## SOURCE PASSAGE

Many have attempted to bypass border restrictions in order to smuggle in stuff, like catapults and tunnels. As technology advances though, criminal organisations have also continued to adopt newer methods in smuggling, including using cheap, little consumer drones to fly pass borders to drop off drugs. In fact, just recently, the US Drug Enforcement Administration has issued a warrant to search a DJI Mini 2 drone that was confiscated by authorities late last year when it was trying to drop off some drugs.
According to the warrant, the DJI Mini 2 was spotted flying past the 25ft high fence along the border. US Border Patrol then saw it hover over a parking lot on the other side of the fence and land, before a grey Mercedes then came around with someone to pick it up. The authorities then quickly intercepted the drone before the driver could collect it. The DJI Mini 2 drone was found with 256g of methamphetamine, more than its own weight of 249g though several others have shown off videos of it lifting up to double its own weight before. It’s understood that the search warrant by the DEA is to get data forensics like flight data off the drone along with its microSD card.
It’s also just the latest in the US government’s continued struggle against drug smugglers using drones. Back in September 2021, the Sheriff’s Office of Orange Country, California had tweeted out that they arrested someone suspected of trying to smuggle drugs into a prison. They had arrested him along with his DJI Mini drone, 2g of heroin, 4g of methamphetamine, 15 Xanax pills and 15 muscle relaxants.

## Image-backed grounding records
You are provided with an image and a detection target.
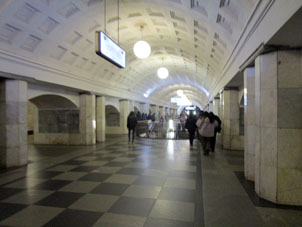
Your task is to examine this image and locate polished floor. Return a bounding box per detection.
[0,137,302,227]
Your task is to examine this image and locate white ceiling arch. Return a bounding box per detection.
[150,84,208,106]
[0,0,288,106]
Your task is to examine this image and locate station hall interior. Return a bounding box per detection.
[0,0,302,227]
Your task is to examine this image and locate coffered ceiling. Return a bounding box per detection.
[0,0,286,105]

## DIRECTIONS
Condense the paragraph of the drone smuggling article that begins "According to the warrant" into a short bulleted list that keeps its main facts. Rely only on the drone smuggling article, not the records.

## OUTPUT OF THE EXERCISE
- A DJI Mini 2 drone was seen flying over the 25ft border fence.
- US Border Patrol watched it hover over a parking lot on the far side and land. A grey Mercedes then arrived with someone to pick it up.
- Authorities intercepted the drone before the driver could collect it.
- The drone carried 256g of methamphetamine, more than its own 249g weight.
- The DEA's search warrant is understood to be for forensic data, such as flight data, from the drone and its microSD card.